- The Borrowers (1973) DVD Cover
- Genre: Family Fantasy
- Based on: The Borrowers by Mary Norton
- Written by: Jay Presson Allen
- Directed by: Walter C. Miller
- Starring: Eddie Albert Tammy Grimes Judith Anderson
- Music by: Rod McKuen
- Country of origin: United States
- Original language: English

Production
- Executive producers: Duane C. Bogie Robert Kline
- Producers: Walt deFaria Warren Lockhart
- Production location: Whitby, Ontario
- Running time: 81 min.
- Production companies: 20th Century Fox Television Charles M. Schulz Creative Associates Foote, Cone and Belding Productions Hallmark Hall of Fame Productions Walt DeFaria Productions

Original release
- Network: NBC
- Release: December 14, 1973

= The Borrowers (1973 film) =

1973 American children's television film

The Borrowers is a Hallmark Hall of Fame TV special first broadcast in 1973 on NBC. The movie script was adapted from the 1952 Carnegie Medal-winning first novel of author Mary Norton's The Borrowers series: The Borrowers. The film stars Eddie Albert, Tammy Grimes and Judith Anderson. It was directed by Walter C. Miller.

In 1974, the special was awarded an Emmy for Outstanding Individual Achievement in Children's Programming and was nominated for Outstanding Children's Special (producers Duane Bogie, Walt deFaria and Warren Lockhart), Outstanding Individual Achievement in Children's Programming (performer Judith Anderson), Outstanding Individual Achievement in Children's Programming (performer Juul Haalmeyer) and Outstanding Individual Achievement in Children's Programming (director Walter C. Miller).

The special tells the story of the Clock Family, tiny people who live under the floorboards in a Victorian-era English house.

This movie is presently in the public domain.

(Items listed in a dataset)
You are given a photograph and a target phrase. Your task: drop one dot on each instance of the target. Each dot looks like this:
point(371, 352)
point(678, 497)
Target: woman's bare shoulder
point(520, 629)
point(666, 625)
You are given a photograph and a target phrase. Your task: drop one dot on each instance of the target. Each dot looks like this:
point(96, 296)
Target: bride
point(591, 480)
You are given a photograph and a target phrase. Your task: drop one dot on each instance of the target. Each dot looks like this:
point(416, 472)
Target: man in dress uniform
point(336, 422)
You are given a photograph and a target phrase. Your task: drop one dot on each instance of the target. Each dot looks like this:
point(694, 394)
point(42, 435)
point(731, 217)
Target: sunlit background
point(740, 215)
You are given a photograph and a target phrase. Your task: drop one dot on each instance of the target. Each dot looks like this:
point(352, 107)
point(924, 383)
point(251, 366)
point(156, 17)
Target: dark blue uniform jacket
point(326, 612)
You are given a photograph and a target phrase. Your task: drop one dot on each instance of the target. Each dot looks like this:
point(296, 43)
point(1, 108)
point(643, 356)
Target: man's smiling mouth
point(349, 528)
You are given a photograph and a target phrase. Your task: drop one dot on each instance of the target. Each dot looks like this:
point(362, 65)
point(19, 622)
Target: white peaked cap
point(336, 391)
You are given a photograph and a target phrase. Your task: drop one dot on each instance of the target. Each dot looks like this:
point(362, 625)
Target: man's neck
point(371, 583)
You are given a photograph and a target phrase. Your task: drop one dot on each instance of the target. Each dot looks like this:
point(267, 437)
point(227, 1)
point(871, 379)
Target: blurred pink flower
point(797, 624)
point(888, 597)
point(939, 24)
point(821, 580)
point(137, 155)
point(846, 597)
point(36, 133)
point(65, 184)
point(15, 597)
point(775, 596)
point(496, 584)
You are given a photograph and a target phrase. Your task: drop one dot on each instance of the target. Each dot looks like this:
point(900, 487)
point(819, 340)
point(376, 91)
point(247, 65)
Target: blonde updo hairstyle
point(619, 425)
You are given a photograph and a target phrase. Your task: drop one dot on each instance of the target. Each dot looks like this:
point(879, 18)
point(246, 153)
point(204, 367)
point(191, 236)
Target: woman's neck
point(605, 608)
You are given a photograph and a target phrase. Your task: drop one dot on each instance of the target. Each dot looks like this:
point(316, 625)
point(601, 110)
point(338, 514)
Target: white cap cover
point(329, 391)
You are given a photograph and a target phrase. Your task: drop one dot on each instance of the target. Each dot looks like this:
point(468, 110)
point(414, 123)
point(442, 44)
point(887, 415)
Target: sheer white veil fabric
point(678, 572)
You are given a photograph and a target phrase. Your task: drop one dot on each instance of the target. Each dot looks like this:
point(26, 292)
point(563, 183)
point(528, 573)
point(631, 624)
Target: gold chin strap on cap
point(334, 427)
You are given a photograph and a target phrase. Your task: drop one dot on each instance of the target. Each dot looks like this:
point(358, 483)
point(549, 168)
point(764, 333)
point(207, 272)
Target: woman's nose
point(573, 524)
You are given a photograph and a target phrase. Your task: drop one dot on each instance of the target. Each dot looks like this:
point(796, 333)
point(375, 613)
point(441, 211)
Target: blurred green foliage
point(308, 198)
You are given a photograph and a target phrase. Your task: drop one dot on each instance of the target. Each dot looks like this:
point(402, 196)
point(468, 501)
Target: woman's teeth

Tasks -
a) According to the article on the 1973 Borrowers film, where was the production located?
b) Please extend the article on the 1973 Borrowers film, picking up after its final sentence.

Replies -
a) Whitby, Ontario.

b)
==Plot==

In a 19th-century English manor, the bedridden matriarch Sophy spends her time continually fortified with wine. She is attended by a strict housekeeper and an elderly groundskeeper. They are unaware of the few-centimeters-tall Clock family of "borrowers" who have set up residence under the mansion's floorboards. The miniature family survives on various items which the father, Pod Clock, manages to lift during unseen expeditions aboveboard. Sophy is actually aware of Pod, but, aware of her alcoholism, decides he is a delusion.

All is well, until Sophy is required to temporarily house her 8-year-old great nephew. The boy happens to spot Mr Clock during a raid on a dollhouse, and he begins a series of events (including releasing a ferret under the floor to catch the tiny inhabitants) which causes the borrowers to flee into the countryside. However, they are eventually saved by a friendship which develops between the borrowers' daughter, Arrietty, and the boy, who becomes the family's ally.

==Cast==
- Eddie Albert as Pod Clock
- Tammy Grimes as Homily Clock
- Dame Judith Anderson as Great Aunt Sophy
- Karen Pearson as Arrietty Clock
- Dennis Larson as The Boy
- Beatrice Straight as Mrs. Crampfurl
- Barnard Hughes as Mr. Crampfurl

==Awards and reception==
Emmy Awards
- 1974 Outstanding Individual Achievement in Children's Programming (Won)
- 1974 Outstanding Children's Special (producers Duane Bogie, Walt deFaria and Warren Lockhart) (Nominated)
- 1974 Outstanding Individual Achievement in Children's Programming (performer Judith Anderson) (Nominated)
- 1974 Outstanding Individual Achievement in Children's Programming (costume designer Juul Haalmeyer) (Nominated)
- 1974 Outstanding Individual Achievement in Children's Programming (director Walter C. Miller) (Nominated)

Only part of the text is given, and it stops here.